**Qué hacer**
Indica cuántas líneas de los datos de abajo contienen la palabra "fender", teniendo en cuenta mayúsculas y minúsculas. Responde solo con el número.

= = = = = = =

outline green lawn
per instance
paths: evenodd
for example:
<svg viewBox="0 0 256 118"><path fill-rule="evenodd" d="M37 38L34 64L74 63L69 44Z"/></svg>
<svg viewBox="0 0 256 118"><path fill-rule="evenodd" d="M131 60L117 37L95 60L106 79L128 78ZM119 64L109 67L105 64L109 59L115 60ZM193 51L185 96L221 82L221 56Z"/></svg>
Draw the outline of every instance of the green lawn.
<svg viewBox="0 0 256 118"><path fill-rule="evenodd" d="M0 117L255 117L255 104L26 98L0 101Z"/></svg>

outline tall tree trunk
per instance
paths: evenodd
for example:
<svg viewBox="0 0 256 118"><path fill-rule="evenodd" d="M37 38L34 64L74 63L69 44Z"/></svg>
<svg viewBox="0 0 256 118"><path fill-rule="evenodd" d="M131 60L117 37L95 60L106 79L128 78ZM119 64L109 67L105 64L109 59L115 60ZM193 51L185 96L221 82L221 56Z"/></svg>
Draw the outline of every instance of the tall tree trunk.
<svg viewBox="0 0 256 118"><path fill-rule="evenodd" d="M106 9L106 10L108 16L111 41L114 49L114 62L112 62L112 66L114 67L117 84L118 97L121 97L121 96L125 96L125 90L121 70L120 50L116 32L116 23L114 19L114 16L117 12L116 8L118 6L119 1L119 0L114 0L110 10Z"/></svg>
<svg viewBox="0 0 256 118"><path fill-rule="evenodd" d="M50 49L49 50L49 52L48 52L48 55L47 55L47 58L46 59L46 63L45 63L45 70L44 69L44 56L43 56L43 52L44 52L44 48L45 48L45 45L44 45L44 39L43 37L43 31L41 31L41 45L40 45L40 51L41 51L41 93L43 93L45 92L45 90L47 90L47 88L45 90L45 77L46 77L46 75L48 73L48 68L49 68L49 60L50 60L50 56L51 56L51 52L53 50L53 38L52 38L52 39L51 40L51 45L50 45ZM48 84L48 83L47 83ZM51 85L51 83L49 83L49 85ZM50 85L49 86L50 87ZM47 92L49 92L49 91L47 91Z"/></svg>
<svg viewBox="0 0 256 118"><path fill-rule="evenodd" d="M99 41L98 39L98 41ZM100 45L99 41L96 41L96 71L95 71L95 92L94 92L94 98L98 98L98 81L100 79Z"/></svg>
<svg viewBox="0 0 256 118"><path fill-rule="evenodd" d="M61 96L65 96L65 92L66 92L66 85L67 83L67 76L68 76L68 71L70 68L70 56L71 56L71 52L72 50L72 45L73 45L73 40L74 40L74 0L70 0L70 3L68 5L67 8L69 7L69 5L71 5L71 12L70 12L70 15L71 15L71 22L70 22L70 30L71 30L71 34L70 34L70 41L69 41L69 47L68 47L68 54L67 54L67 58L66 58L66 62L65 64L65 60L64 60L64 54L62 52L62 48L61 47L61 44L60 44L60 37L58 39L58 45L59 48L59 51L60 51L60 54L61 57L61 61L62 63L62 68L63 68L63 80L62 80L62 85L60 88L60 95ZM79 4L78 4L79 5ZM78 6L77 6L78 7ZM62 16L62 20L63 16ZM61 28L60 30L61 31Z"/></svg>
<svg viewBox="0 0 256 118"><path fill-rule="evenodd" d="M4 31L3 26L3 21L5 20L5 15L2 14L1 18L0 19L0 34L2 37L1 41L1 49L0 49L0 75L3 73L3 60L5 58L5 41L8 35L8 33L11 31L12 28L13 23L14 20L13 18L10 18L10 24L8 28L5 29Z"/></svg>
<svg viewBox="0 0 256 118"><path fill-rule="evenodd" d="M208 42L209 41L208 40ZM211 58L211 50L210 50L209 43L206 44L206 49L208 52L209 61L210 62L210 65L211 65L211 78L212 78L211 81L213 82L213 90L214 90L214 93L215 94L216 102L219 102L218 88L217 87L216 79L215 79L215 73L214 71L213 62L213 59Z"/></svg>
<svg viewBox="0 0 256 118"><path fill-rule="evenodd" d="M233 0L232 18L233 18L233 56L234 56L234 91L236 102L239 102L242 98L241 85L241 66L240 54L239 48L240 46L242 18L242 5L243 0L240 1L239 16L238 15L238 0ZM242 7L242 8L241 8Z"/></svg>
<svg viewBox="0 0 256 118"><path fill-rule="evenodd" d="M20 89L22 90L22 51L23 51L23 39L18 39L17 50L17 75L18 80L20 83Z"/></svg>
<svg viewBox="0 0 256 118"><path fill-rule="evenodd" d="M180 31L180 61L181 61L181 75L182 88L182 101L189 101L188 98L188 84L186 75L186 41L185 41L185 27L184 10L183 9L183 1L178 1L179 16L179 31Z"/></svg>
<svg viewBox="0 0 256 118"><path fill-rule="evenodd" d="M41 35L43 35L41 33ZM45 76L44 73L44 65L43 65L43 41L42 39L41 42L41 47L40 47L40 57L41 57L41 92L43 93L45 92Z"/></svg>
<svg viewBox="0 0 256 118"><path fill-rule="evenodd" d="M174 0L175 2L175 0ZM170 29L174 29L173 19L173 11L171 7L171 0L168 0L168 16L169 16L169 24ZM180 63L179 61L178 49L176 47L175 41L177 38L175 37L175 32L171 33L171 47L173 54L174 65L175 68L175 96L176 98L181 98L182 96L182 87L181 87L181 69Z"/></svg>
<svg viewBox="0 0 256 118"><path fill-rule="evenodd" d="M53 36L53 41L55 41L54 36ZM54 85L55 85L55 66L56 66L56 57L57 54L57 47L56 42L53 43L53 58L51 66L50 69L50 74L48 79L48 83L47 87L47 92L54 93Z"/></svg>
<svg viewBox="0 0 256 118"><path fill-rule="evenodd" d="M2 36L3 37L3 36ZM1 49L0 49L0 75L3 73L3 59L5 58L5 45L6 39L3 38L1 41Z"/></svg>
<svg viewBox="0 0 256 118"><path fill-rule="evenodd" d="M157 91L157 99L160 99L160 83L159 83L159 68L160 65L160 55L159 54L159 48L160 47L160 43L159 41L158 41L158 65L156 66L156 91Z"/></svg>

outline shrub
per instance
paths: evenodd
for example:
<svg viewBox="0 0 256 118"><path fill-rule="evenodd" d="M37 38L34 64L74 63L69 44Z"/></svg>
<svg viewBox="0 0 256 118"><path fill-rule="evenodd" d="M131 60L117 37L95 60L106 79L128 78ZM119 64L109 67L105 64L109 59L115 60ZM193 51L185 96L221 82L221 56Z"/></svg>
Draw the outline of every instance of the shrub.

= = = = = = =

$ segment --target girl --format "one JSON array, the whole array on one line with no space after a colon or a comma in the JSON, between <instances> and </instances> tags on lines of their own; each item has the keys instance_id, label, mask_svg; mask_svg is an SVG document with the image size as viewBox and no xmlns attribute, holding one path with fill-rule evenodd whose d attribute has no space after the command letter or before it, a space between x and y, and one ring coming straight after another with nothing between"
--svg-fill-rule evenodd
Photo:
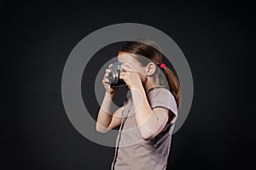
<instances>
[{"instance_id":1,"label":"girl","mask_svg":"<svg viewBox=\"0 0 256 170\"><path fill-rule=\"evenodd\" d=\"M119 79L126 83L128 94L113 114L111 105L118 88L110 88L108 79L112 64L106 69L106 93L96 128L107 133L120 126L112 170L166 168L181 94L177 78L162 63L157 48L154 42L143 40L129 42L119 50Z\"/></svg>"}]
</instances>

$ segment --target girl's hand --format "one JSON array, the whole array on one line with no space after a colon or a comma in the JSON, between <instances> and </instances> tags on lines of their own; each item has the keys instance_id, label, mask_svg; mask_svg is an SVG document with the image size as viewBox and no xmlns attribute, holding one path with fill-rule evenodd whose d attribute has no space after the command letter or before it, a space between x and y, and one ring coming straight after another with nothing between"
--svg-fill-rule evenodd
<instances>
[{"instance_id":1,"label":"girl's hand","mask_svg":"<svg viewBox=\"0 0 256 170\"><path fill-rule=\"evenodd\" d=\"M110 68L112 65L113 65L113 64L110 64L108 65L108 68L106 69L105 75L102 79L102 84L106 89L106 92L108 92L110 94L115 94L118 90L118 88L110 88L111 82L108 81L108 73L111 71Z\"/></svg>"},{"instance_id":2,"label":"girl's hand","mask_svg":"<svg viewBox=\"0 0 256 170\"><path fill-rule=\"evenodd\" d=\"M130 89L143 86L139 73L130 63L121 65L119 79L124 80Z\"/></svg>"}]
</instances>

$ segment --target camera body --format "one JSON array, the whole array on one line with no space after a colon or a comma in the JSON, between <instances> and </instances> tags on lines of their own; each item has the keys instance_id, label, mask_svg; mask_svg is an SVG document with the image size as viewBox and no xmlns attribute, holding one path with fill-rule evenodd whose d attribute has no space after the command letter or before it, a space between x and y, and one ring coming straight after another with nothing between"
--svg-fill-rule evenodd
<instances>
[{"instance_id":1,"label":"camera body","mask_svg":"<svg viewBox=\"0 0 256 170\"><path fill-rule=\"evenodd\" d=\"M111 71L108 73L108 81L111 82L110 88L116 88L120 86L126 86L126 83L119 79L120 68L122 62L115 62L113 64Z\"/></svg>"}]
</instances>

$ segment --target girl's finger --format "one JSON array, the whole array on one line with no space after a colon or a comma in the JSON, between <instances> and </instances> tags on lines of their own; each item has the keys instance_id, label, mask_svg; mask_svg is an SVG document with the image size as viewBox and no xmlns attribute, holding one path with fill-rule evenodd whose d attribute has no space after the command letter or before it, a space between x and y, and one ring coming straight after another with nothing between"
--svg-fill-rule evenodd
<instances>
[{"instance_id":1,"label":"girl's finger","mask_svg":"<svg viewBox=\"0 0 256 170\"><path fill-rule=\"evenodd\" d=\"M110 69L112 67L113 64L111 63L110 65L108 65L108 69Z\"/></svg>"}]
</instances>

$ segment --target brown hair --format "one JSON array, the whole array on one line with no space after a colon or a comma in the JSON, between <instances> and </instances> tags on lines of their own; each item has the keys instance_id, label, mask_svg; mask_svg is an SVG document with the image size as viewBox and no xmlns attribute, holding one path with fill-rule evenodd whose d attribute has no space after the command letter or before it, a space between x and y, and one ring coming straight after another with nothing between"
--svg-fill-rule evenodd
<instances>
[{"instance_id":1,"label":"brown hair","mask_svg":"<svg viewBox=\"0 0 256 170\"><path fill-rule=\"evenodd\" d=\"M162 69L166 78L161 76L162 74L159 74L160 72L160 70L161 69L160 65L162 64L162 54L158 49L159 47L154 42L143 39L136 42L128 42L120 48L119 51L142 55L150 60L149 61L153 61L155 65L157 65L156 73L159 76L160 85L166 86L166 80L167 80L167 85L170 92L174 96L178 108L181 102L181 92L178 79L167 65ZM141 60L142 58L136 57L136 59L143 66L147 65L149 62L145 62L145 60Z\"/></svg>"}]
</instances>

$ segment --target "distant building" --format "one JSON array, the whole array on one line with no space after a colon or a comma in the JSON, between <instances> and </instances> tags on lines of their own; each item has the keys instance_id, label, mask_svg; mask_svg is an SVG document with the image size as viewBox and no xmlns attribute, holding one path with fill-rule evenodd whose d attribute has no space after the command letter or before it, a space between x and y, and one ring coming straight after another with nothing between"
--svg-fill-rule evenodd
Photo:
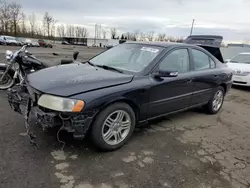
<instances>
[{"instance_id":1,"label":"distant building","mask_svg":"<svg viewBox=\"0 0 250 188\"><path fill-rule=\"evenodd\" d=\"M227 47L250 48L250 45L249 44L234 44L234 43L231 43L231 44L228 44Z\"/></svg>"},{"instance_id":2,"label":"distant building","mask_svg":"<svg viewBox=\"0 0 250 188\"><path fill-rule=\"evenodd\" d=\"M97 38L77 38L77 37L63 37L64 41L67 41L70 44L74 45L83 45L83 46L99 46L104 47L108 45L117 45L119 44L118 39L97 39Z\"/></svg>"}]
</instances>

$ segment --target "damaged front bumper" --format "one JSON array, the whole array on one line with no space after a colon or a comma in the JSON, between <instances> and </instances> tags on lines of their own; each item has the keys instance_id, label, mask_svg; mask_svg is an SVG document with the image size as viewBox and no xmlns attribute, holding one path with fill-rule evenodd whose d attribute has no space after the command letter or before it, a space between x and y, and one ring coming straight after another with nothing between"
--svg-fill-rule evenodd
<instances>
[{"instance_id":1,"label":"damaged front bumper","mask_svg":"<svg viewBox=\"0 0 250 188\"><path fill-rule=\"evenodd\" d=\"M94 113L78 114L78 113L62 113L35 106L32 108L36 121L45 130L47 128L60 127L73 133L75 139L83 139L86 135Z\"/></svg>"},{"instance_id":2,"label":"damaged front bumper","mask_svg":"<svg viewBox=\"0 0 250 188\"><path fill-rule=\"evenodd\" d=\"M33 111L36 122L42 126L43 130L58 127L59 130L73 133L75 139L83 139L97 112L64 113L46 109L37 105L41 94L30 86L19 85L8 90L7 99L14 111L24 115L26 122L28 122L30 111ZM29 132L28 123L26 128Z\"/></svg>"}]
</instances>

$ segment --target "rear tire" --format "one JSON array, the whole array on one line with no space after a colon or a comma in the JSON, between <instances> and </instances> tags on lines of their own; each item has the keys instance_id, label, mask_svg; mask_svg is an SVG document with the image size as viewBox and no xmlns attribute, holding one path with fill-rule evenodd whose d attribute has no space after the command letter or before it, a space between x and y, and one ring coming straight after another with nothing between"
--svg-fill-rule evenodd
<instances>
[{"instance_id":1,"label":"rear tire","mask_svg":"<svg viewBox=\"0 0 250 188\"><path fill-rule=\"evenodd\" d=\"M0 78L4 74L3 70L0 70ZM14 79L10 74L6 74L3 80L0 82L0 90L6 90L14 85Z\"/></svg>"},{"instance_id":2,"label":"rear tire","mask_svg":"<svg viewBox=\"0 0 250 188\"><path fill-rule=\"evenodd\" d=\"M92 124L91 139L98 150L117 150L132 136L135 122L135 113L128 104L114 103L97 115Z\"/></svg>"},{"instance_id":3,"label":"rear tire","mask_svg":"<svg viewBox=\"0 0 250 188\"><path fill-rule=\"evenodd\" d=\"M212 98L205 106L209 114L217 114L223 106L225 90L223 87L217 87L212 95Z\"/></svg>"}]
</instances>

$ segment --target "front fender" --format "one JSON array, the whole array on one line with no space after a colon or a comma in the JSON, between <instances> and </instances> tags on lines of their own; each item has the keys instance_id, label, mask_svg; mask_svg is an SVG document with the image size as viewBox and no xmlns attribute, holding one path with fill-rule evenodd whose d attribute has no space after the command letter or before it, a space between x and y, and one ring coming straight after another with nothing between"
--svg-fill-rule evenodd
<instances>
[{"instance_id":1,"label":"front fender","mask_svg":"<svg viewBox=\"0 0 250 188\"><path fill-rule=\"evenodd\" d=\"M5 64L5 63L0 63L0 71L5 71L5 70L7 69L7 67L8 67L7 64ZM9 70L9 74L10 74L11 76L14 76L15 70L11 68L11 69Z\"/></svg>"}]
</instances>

= = = = = = =

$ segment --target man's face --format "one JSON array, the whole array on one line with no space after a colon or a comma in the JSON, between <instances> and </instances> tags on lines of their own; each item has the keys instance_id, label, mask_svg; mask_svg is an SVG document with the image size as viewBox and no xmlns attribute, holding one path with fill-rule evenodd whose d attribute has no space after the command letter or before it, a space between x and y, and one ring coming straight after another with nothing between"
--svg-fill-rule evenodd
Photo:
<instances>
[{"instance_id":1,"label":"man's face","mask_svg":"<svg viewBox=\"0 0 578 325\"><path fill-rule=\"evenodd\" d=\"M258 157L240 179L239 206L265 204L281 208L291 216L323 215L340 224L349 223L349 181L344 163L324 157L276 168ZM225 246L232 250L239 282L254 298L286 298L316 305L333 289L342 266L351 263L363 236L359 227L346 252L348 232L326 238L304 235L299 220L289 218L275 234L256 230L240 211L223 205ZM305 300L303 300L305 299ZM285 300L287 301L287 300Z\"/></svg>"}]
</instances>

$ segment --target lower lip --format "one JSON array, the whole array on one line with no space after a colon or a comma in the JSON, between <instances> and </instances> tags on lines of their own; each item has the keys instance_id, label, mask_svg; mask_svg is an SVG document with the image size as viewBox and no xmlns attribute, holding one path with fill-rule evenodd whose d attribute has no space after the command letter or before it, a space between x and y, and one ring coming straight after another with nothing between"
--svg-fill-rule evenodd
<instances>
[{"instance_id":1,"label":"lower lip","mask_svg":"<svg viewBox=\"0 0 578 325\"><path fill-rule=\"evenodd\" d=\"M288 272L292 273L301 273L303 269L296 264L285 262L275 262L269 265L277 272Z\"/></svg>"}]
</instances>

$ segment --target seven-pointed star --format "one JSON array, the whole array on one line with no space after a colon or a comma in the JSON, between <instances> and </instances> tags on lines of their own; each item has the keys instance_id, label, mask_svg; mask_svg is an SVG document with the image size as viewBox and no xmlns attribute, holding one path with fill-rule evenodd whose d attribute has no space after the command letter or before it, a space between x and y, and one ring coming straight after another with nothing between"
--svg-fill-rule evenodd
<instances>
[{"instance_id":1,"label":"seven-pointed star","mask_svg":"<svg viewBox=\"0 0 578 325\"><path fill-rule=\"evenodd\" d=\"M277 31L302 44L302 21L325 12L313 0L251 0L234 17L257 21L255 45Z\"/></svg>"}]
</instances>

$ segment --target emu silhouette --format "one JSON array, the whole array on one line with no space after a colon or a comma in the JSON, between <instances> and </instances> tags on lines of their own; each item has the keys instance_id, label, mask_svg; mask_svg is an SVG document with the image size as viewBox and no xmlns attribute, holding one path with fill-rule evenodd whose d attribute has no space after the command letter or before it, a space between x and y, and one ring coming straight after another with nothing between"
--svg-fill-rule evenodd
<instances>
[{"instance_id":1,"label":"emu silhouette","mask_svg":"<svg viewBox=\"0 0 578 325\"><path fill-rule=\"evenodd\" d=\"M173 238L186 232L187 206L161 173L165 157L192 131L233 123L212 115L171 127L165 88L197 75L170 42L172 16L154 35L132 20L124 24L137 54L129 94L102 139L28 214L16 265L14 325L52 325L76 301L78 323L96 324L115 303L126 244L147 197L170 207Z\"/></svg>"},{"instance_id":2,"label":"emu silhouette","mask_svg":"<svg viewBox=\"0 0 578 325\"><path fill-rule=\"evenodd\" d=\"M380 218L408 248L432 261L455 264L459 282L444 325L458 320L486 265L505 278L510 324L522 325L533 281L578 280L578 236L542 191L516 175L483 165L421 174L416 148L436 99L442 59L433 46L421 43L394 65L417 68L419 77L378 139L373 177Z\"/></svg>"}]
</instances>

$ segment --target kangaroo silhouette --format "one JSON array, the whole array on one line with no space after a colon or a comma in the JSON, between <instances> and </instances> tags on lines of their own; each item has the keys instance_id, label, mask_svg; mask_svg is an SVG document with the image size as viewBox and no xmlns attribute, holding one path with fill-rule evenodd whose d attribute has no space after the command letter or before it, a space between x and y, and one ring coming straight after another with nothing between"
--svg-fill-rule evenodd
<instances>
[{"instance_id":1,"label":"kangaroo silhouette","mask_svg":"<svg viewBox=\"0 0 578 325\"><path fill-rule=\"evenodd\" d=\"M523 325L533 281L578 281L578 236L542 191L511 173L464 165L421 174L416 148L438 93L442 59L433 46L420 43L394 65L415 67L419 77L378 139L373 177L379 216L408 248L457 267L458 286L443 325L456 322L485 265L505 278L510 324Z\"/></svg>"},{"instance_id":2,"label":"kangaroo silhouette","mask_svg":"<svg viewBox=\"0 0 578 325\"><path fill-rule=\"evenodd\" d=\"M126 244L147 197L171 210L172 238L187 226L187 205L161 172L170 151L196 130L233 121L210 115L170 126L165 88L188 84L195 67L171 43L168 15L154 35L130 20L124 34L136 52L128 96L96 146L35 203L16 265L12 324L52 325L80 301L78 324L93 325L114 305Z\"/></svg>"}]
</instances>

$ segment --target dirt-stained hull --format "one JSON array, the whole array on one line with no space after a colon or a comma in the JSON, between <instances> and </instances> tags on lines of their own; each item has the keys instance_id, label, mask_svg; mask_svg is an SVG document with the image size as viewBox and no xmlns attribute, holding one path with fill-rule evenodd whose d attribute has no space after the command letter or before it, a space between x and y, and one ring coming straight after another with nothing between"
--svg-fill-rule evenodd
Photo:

= = = = = = =

**Respuesta**
2